** Texto base **
Relacionamento familiar

PL 117/13 confunde o que seria o espírito da guarda compartilhada

Autor

  • Giselle Câmara Groeninga

    é psicanalista doutora em Direito Civil pela USP diretora da Comissão de Relações Interdisciplinares do IBDFAM vice-presidente da Sociedade Internacional de Direito de Família professora da Escola Paulista de Direito.

8 de dezembro de 2014, 6h04

A aprovação pelo Senado do Projeto de Lei 117/2013 tem sido festejada em diversos veículos de comunicação que exibem casais parentais felizes, como se finalmente pudessem vir a exercer, com o auxílio da lei, seus direitos e deveres para com os filhos. Um desejo que só pode ser por todos comungado — um ideal mais do que legítimo. E neste sentido, a aprovação do PL foi por muitos defendida, embora diversas vozes lhe fizessem ressalvas.

Mas, é preciso que se diga, que o entendimento tem sido principalmente no sentido de uma divisão do tempo dos filhos de forma igual entre as casas dos pais, correndo o risco de confundir-se com a guarda alternada, o que foi objeto de manifestações por parte do Instituto Brasileiro de Direito de Família (IBDFAM).

Em termos sociais, familiares e legislativos há um longo caminho a ser percorrido para a ampliação da consciência quanto à responsabilidade dos pais e às formas de seu exercício.

As mudanças legislativas apresentam um movimento pendular, com avanços e retrocessos. Caso o PL seja sancionado, esclarecimentos estarão por vir, quer pela via legislativa, quer pela própria interpretação e jurisprudência, neste movimento pendular. E talvez, oxalá apenas um talvez, venha a ocorrer uma sobrecarga ao Poder Judiciário… Mas, assim se caminha na seara das relações familiares e na função do Judiciário em matéria de Direito de Família, com sucessivos aprimoramentos necessários, e mesmo novas leis. E quiçá, inclusive o termo “guarda”, com as imprecisões e confusões que carreia, possa vir a ser substituído, no futuro próximo, pelo instituto da “convivência familiar” como previsto no Estatuto das Famílias ou, ainda, por “relacionamento familiar”. Mas esta é toda uma outra discussão.

O que caberia questionar, no atual estágio das discussões, é se o referido PL legitima o nobre ideal do relacionamento familiar equilibrado dos pais com os filhos — e complementar entre os primeiros —, respeitando suas diferenças e, mais ainda, se lhe dá a necessária eficácia.

** Dados apresentados **
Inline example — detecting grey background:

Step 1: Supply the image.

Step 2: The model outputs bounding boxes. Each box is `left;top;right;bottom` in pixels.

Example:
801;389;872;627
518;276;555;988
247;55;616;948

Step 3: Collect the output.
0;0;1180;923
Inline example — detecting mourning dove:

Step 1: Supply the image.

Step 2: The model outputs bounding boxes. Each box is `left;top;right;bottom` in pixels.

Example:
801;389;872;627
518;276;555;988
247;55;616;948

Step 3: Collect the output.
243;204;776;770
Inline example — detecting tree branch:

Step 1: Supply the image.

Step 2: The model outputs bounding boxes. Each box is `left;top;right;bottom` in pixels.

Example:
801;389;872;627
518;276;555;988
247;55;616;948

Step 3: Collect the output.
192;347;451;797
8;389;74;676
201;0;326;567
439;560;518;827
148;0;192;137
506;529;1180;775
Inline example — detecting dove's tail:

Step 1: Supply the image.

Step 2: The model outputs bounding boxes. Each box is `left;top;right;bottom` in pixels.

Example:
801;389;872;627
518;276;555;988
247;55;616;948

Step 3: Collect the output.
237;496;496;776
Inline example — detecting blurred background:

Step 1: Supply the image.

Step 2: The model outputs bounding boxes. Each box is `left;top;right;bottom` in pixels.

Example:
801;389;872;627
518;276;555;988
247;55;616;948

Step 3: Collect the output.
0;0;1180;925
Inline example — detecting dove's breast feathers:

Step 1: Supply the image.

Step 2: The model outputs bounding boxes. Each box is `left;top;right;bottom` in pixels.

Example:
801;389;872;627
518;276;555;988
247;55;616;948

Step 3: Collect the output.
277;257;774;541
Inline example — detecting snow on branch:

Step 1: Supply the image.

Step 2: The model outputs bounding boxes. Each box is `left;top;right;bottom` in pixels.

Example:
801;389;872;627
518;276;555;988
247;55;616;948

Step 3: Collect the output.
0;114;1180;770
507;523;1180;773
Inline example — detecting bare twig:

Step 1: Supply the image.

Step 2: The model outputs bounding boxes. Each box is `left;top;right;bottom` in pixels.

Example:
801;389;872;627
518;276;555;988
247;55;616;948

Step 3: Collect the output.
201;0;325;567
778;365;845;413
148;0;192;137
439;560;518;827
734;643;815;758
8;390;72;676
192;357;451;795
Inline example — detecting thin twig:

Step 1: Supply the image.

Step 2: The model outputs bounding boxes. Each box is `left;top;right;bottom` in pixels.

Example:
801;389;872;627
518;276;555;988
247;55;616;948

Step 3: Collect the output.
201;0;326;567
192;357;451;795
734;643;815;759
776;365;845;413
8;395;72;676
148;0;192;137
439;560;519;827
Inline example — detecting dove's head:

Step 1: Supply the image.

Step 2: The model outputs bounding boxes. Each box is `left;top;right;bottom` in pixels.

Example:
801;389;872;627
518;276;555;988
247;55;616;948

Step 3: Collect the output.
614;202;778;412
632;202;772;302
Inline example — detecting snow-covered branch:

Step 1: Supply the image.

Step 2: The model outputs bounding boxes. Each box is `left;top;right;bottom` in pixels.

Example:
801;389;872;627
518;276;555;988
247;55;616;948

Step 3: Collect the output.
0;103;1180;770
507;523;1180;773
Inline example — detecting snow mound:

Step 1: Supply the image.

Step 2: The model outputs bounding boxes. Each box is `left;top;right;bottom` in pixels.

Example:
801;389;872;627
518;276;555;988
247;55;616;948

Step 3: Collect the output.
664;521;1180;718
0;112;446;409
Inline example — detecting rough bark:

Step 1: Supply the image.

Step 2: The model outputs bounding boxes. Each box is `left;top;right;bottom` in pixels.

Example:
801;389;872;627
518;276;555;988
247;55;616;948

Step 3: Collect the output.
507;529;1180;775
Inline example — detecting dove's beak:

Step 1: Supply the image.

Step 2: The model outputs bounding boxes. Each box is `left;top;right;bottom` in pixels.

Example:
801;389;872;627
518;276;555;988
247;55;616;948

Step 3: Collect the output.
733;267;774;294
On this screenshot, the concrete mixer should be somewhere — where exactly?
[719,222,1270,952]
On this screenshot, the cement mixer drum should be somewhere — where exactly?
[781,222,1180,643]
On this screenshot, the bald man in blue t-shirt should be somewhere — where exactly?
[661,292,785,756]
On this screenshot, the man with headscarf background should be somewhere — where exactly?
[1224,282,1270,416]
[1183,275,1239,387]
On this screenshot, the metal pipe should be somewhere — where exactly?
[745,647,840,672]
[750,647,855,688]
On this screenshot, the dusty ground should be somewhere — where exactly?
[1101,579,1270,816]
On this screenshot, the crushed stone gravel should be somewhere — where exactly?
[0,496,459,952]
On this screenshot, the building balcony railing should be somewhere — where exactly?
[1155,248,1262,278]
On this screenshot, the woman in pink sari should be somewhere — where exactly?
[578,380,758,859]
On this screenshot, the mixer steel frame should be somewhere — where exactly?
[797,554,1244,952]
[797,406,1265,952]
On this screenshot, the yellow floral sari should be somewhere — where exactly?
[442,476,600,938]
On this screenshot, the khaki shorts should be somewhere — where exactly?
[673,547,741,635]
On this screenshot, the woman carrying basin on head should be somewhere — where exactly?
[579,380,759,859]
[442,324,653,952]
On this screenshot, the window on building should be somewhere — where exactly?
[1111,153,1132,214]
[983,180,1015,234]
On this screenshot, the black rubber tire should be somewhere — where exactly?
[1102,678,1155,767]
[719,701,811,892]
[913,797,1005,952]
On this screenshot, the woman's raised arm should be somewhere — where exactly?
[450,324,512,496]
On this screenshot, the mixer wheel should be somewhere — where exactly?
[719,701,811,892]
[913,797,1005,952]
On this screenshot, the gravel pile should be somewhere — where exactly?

** Requisitos da tarefa **
Reescreva o trecho do artigo de "Mas, é preciso" até "de Família (IBDFAM).", trocando "guarda alternada" por "guarda unilateral". Utilize apenas o artigo como fonte.

** Resposta da tarefa **
Mas, é preciso que se diga, que o entendimento tem sido principalmente no sentido de uma divisão do tempo dos filhos de forma igual entre as casas dos pais, correndo o risco de confundir-se com a guarda unilateral, o que foi objeto de manifestações por parte do Instituto Brasileiro de Direito de Família (IBDFAM).